══ EXERCISE TEXT

The new common sense: immigration controls are unsustainable. let's junk them - Refugees / Open Borders

New Internationalist, Oct, 2002 by Teresa Hayter

IMMIGRATION controls are a cruel 20th-century aberration. Although they may seem like common sense, an unavoidable reality, in fact, in most countries they are less than a 100 years old.

International migration, on the other hand, has always existed. Twice as many people migrated from Europe to the rest of the world as have come in the opposite direction. And since the current theory is that human beings originated in East Africa, every other part of the world is the product of immigration. All of us, the racists and the rest of us, are either immigrants or descended from immigrants.

Freedom of movement should be the new common sense. It is hard to see why people should not be allowed to move around the world in search of work or safety or both.

Within the European Union there are growing attempts to secure the principle of freedom for its citizens to live and work in any member country. Between the states of the US federation there are no restrictions on the movement of people. It would be considered an outrage if the inhabitants of a country were not free to travel to another part of that country to get a job there, or if they were not allowed to leave it. Indeed, it was considered an outrage when this happened in the former USSR.

════
══ DATA SUPPLIED

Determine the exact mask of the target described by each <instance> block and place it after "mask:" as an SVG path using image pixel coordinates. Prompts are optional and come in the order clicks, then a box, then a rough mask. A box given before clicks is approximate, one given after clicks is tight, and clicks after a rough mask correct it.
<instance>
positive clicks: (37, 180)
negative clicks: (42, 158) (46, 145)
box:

════

**WORK TO COMPLETE**:
1. Please echo the stretch of the immigration article from "IMMIGRATION controls are a" through "100 years old.".
2. According to the immigration article, where does the current theory say human beings originated?
3. Decide whether each statement agrees with the immigration article, and support each yes or no with the article's deciding words: (a) There are no restrictions on the movement of people between the states of the US federation. (b) More people have migrated into Europe than have migrated out of it. (c) The article appeared in 2005.
The entries have no connection to the immigration article.

**SOLUTIONS TO THE PROBLEMS**:
1.
IMMIGRATION controls are a cruel 20th-century aberration. Although they may seem like common sense, an unavoidable reality, in fact, in most countries they are less than a 100 years old.

2. In East Africa.

3.
(a) Yes: "Between the states of the US federation there are no restrictions on the movement of people."
(b) No: "Twice as many people migrated from Europe to the rest of the world as have come in the opposite direction."
(c) No: "New Internationalist, Oct, 2002"